ACTIVITY: Nothing in the data may be altered; the answer is a verbatim copy of it.

GIVEN DATA:

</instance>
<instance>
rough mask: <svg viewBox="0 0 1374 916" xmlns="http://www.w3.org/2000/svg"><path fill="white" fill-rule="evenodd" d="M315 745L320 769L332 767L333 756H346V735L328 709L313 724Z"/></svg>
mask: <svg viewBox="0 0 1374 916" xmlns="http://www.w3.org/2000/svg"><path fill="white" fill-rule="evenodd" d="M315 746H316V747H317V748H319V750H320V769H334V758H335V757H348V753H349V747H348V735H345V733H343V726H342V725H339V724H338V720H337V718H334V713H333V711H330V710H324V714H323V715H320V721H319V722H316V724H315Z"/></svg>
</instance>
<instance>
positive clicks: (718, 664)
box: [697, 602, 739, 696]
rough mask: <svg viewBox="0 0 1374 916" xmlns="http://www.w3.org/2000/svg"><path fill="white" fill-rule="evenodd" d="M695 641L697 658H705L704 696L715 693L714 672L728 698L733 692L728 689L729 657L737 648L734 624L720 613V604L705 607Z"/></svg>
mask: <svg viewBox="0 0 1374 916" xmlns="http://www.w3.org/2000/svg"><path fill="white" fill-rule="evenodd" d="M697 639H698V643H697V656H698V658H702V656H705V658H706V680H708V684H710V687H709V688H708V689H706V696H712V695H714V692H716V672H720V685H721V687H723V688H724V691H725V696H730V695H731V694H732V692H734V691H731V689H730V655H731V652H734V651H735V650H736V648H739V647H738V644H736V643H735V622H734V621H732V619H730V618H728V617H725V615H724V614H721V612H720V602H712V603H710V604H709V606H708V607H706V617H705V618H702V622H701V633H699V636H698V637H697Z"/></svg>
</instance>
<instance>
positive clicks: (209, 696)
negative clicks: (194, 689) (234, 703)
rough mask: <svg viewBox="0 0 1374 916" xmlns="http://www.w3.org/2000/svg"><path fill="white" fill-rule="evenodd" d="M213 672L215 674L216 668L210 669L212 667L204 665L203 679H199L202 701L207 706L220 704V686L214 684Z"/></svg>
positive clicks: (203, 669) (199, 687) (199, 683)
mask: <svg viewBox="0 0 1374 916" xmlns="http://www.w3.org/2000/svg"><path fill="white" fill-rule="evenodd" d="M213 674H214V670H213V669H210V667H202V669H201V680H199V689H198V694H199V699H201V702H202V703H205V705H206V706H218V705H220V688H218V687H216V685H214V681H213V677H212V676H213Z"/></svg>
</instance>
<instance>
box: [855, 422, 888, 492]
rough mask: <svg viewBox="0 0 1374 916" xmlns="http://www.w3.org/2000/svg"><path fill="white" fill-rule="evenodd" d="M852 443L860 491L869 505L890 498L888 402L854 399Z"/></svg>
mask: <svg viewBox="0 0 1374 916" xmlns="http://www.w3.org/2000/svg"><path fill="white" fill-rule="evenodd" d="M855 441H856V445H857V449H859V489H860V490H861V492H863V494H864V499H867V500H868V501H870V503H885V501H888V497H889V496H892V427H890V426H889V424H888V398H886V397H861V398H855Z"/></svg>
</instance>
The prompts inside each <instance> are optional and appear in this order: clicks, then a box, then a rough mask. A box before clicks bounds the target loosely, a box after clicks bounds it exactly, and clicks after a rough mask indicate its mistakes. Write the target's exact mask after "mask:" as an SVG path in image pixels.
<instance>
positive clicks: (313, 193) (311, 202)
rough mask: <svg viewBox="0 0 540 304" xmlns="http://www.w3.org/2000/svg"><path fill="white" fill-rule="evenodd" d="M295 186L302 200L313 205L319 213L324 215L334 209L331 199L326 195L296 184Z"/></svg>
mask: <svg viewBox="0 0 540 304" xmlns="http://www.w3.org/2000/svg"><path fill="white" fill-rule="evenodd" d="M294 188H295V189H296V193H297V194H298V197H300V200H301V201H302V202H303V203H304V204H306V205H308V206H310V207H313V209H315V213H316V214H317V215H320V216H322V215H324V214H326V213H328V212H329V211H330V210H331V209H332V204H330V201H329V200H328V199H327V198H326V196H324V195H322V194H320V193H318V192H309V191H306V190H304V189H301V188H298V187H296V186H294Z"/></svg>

RESPONSE:
</instance>
<instance>
rough mask: <svg viewBox="0 0 1374 916" xmlns="http://www.w3.org/2000/svg"><path fill="white" fill-rule="evenodd" d="M315 745L320 769L332 767L333 756H346V735L328 709L313 724Z"/></svg>
mask: <svg viewBox="0 0 1374 916" xmlns="http://www.w3.org/2000/svg"><path fill="white" fill-rule="evenodd" d="M315 746H316V747H317V748H319V750H320V769H334V758H335V757H348V753H349V747H348V735H345V733H343V726H342V725H339V724H338V720H337V718H334V713H333V711H330V710H324V714H323V715H320V721H319V722H316V724H315Z"/></svg>
</instance>
<instance>
positive clicks: (718, 664)
box: [697, 602, 739, 696]
rough mask: <svg viewBox="0 0 1374 916" xmlns="http://www.w3.org/2000/svg"><path fill="white" fill-rule="evenodd" d="M695 641L697 658H705L704 696L715 693L714 672L728 698L733 692L728 689L729 657L737 648L734 624L720 613V604L705 607Z"/></svg>
mask: <svg viewBox="0 0 1374 916" xmlns="http://www.w3.org/2000/svg"><path fill="white" fill-rule="evenodd" d="M697 639H698V643H697V656H698V658H702V656H705V658H706V680H708V684H710V687H709V688H708V689H706V696H712V695H714V692H716V672H720V685H721V687H723V688H724V691H725V696H730V695H731V694H732V692H734V691H731V689H730V655H731V652H734V651H735V650H736V648H739V647H738V644H736V643H735V622H734V621H732V619H730V618H728V617H725V615H724V614H721V612H720V602H712V603H710V604H709V606H708V607H706V617H705V618H702V622H701V633H699V636H698V637H697Z"/></svg>
</instance>
<instance>
positive clicks: (209, 696)
negative clicks: (194, 689) (234, 703)
rough mask: <svg viewBox="0 0 1374 916" xmlns="http://www.w3.org/2000/svg"><path fill="white" fill-rule="evenodd" d="M213 672L215 674L216 668L210 669L212 667L204 665L203 679H199L202 701L207 706L220 704V686L214 684Z"/></svg>
positive clicks: (203, 669) (199, 687) (199, 683)
mask: <svg viewBox="0 0 1374 916" xmlns="http://www.w3.org/2000/svg"><path fill="white" fill-rule="evenodd" d="M213 674H214V670H213V669H210V667H202V669H201V680H199V689H198V694H199V699H201V702H202V703H205V705H206V706H218V705H220V688H218V687H216V685H214V681H213V677H212V676H213Z"/></svg>
</instance>
<instance>
box: [855, 422, 888, 492]
rough mask: <svg viewBox="0 0 1374 916" xmlns="http://www.w3.org/2000/svg"><path fill="white" fill-rule="evenodd" d="M852 443L860 491L869 505L890 498L888 402L854 399Z"/></svg>
mask: <svg viewBox="0 0 1374 916" xmlns="http://www.w3.org/2000/svg"><path fill="white" fill-rule="evenodd" d="M855 441H856V445H857V449H859V489H860V490H861V492H863V494H864V499H867V500H868V501H870V503H885V501H888V497H889V496H892V427H890V426H889V424H888V398H886V397H861V398H855Z"/></svg>
</instance>
The prompts inside each <instance> are optional and appear in this order: clicks, then a box, then a rough mask. A box before clicks bounds the target loosely, a box after clicks bounds it exactly, and clicks after a rough mask indicate its mistakes. Write the target's exact mask after "mask:" as an SVG path in image pixels.
<instance>
positive clicks: (313, 193) (311, 202)
rough mask: <svg viewBox="0 0 540 304" xmlns="http://www.w3.org/2000/svg"><path fill="white" fill-rule="evenodd" d="M295 186L302 200L313 205L319 213L324 215L334 209L331 199L326 195L296 184Z"/></svg>
mask: <svg viewBox="0 0 540 304" xmlns="http://www.w3.org/2000/svg"><path fill="white" fill-rule="evenodd" d="M294 188H295V189H296V193H297V194H298V197H300V200H301V201H302V202H303V203H304V204H306V205H308V206H310V207H313V209H315V213H316V214H317V215H320V216H322V215H324V214H326V213H328V212H329V211H330V210H331V209H332V204H330V201H329V200H328V199H327V198H326V196H324V195H322V194H320V193H318V192H309V191H306V190H304V189H301V188H298V187H296V186H294Z"/></svg>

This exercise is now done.